Region labeling entries
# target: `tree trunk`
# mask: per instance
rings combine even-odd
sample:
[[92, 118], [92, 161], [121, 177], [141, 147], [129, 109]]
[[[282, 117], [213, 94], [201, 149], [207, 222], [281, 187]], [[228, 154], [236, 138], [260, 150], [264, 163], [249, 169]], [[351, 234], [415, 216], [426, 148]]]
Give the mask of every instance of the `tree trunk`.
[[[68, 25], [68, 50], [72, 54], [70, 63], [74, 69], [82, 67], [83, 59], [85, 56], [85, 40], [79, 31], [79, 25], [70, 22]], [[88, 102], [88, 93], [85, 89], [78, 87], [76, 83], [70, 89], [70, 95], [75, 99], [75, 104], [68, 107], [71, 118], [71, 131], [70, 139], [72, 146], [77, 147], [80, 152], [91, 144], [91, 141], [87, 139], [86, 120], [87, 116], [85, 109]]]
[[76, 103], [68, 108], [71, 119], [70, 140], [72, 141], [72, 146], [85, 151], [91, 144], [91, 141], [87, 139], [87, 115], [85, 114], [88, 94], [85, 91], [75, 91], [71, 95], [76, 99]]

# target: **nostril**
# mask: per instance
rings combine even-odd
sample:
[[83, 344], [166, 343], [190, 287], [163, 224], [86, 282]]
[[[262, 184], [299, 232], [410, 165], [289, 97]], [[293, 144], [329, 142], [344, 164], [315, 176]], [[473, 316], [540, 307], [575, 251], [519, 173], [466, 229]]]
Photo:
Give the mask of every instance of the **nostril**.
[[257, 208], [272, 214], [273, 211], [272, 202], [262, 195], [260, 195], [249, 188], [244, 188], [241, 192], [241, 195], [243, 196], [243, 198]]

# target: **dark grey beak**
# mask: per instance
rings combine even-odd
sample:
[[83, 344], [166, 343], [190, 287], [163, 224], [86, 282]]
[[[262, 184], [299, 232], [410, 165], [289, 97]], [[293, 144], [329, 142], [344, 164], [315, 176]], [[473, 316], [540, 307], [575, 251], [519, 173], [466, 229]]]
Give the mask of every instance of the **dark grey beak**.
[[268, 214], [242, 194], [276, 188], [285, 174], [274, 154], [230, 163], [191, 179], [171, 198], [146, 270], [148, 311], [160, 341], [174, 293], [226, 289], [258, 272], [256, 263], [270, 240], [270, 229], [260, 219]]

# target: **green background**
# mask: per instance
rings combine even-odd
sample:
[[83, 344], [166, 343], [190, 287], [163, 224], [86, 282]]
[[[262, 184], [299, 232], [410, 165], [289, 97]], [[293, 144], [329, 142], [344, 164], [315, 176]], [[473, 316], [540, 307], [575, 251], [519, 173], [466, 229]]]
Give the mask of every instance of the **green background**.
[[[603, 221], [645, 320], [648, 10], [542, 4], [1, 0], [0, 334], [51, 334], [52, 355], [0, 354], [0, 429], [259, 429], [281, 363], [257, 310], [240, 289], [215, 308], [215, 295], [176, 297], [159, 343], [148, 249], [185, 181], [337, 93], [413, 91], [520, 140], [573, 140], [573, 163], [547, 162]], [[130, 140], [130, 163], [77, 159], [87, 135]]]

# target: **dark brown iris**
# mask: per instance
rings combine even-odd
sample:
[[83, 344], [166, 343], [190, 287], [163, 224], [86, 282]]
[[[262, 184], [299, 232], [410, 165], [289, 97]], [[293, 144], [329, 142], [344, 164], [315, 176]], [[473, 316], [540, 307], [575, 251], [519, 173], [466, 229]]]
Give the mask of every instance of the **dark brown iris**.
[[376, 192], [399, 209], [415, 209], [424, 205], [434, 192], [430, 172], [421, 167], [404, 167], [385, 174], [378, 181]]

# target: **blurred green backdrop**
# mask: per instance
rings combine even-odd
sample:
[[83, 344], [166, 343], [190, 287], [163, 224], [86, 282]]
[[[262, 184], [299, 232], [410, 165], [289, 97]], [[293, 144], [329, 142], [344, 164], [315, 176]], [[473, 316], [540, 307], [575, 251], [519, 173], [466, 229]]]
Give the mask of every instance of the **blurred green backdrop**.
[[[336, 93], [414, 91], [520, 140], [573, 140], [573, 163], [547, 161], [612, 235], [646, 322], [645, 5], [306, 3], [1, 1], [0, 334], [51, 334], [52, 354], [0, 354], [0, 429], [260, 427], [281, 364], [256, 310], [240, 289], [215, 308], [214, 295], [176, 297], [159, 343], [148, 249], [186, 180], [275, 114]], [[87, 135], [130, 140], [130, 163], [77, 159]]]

Your instructions:
The listing above must be transcribed exactly, line by line.

Finished task:
# target: `tree trunk`
# mask: per instance
rings combine even-odd
sample:
[[92, 118], [92, 161], [121, 177], [141, 147], [129, 109]]
[[[282, 117], [213, 94], [201, 149], [207, 222], [281, 187]], [[228, 154], [236, 138], [260, 150], [264, 163], [249, 169]], [[351, 234], [415, 216], [426, 148]]]
Give the mask of every instance of the `tree trunk`.
[[[68, 25], [68, 50], [72, 54], [70, 63], [74, 69], [82, 67], [83, 59], [85, 56], [85, 40], [79, 31], [79, 25], [70, 22]], [[88, 102], [88, 93], [85, 89], [78, 87], [76, 83], [70, 89], [70, 95], [75, 99], [75, 104], [68, 107], [71, 118], [71, 131], [70, 139], [72, 146], [77, 147], [80, 152], [91, 144], [91, 141], [87, 139], [86, 120], [87, 116], [85, 109]]]
[[76, 103], [68, 108], [71, 119], [70, 140], [72, 141], [72, 146], [85, 151], [91, 144], [91, 141], [87, 139], [87, 115], [85, 114], [88, 94], [85, 91], [75, 91], [71, 95], [76, 99]]

# target: **nostril**
# mask: per instance
rings combine even-odd
sample:
[[83, 344], [166, 343], [190, 287], [163, 224], [86, 282]]
[[[262, 184], [299, 232], [410, 165], [289, 97]], [[293, 144], [329, 142], [344, 164], [315, 176]], [[473, 316], [540, 307], [575, 251], [519, 173], [466, 229]]]
Photo:
Give the mask of every instance of the **nostril**.
[[257, 208], [272, 214], [273, 211], [272, 202], [262, 195], [260, 195], [249, 188], [244, 188], [241, 192], [241, 195], [243, 196], [243, 198]]

# target: **dark grey beak**
# mask: per instance
rings combine even-odd
sample:
[[83, 344], [166, 343], [190, 287], [163, 224], [86, 282]]
[[[262, 184], [299, 232], [410, 165], [289, 97]], [[293, 144], [329, 142], [344, 164], [315, 176]], [[473, 316], [540, 307], [575, 251], [519, 173], [466, 229]]]
Give the mask of every instance of the **dark grey beak**.
[[268, 214], [242, 194], [276, 188], [285, 174], [274, 154], [230, 163], [191, 179], [171, 198], [146, 270], [148, 311], [160, 341], [174, 293], [226, 289], [258, 272], [256, 263], [270, 240], [270, 229], [260, 219]]

# target: **green background**
# mask: per instance
rings combine even-odd
sample:
[[83, 344], [166, 343], [190, 287], [163, 224], [86, 282]]
[[[262, 184], [299, 232], [410, 165], [289, 97]], [[293, 144], [329, 142], [344, 164], [315, 176]], [[473, 316], [540, 307], [575, 251], [519, 173], [466, 229]]]
Give the mask of every instance of the **green background**.
[[[603, 221], [645, 320], [648, 10], [542, 4], [1, 0], [0, 334], [51, 334], [52, 355], [0, 354], [0, 429], [259, 429], [281, 363], [257, 310], [240, 289], [215, 308], [215, 295], [176, 297], [159, 343], [148, 249], [185, 181], [337, 93], [413, 91], [520, 140], [573, 140], [573, 163], [547, 162]], [[130, 140], [130, 163], [77, 159], [87, 135]]]

# target: **dark brown iris**
# mask: per instance
rings combine even-odd
sample:
[[83, 344], [166, 343], [190, 287], [163, 224], [86, 282]]
[[[262, 184], [299, 232], [410, 165], [289, 97]], [[293, 144], [329, 142], [344, 164], [315, 176]], [[473, 316], [540, 307], [575, 251], [519, 173], [466, 229]]]
Give the mask of every instance of the **dark brown iris**.
[[376, 192], [399, 209], [415, 209], [424, 205], [434, 192], [430, 172], [421, 167], [404, 167], [385, 174], [378, 181]]

# target: **blurred green backdrop**
# mask: per instance
rings combine even-odd
sample:
[[83, 344], [166, 343], [190, 287], [163, 224], [86, 282]]
[[[262, 184], [299, 232], [410, 165], [289, 97]], [[293, 144], [329, 142], [344, 164], [315, 176]], [[473, 316], [540, 307], [575, 251], [519, 173], [466, 229]]]
Give the mask of every instance of the **blurred green backdrop**.
[[[336, 93], [414, 91], [520, 140], [573, 140], [573, 163], [547, 161], [612, 235], [646, 322], [645, 5], [306, 3], [1, 1], [0, 334], [51, 334], [52, 354], [0, 354], [0, 429], [260, 427], [281, 364], [256, 310], [240, 289], [215, 308], [214, 295], [176, 297], [159, 343], [148, 249], [186, 180], [275, 114]], [[87, 135], [130, 140], [130, 163], [77, 159]]]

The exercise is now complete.